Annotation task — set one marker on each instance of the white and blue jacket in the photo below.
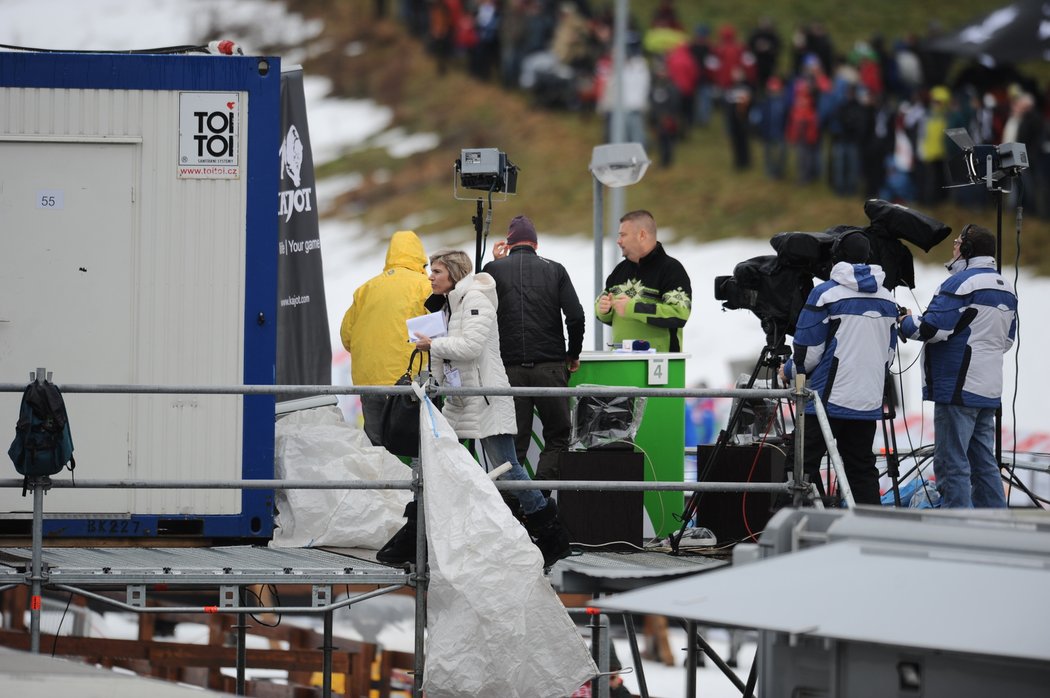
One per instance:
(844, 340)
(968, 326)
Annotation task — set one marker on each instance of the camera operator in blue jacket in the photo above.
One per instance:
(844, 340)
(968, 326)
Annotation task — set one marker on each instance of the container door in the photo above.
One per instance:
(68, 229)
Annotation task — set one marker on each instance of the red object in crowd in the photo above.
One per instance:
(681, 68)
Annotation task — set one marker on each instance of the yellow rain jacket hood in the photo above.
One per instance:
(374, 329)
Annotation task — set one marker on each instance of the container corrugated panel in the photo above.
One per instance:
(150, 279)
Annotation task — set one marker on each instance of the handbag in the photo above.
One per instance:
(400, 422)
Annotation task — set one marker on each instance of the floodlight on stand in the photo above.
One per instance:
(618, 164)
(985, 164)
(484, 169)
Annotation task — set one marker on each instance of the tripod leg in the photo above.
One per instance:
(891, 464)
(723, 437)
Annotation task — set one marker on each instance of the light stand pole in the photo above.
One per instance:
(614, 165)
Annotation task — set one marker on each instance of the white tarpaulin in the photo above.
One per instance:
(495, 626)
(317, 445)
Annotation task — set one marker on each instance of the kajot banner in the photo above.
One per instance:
————————
**제시된 문제:** 모든 항목을 다시 쓰되 "jacket"만 "coat"로 바꾸고 나머지는 그대로 두세요. 그림은 빼고 쓰세요.

**풀이:**
Annotation task — set one marker on each instance of the white and blue coat in the photo below.
One per instance:
(844, 340)
(968, 326)
Annotation task — set one marker on each instance of the camera operator in blue coat in the photo above.
One per instance:
(844, 340)
(968, 326)
Annotation task — set one marker on each instance of the container door in the photo above.
One per instance:
(68, 229)
Annotation task — set one marker on each instance of the red object in crowd in the photo above.
One per instance:
(681, 68)
Annotation task — set one marker on each instance of the yellow rain coat hood in the photo above.
One per instance:
(374, 329)
Annotation task — set one marker on each instance of the container corrugated panel in the photo above.
One per instance:
(150, 279)
Annotation task — set one marker on each instance of the handbag in the photo above.
One per instance:
(400, 422)
Annotation task — set one marker on each instance of the floodlight on stand in the photo above.
One per instance:
(618, 164)
(985, 164)
(484, 169)
Annotation task — set one marker on each instance of the tripod leg in the photo above.
One per instance:
(891, 464)
(723, 437)
Annotation task — set one marker on each instance of the light stand pole in the photo above.
One per instance:
(614, 165)
Annotation task — set one marker on each instance of the white tarpaulin in the photo above.
One per instance:
(495, 626)
(317, 445)
Annotation task — set one marker on each instance of the kajot banner in the photo above.
One per instance:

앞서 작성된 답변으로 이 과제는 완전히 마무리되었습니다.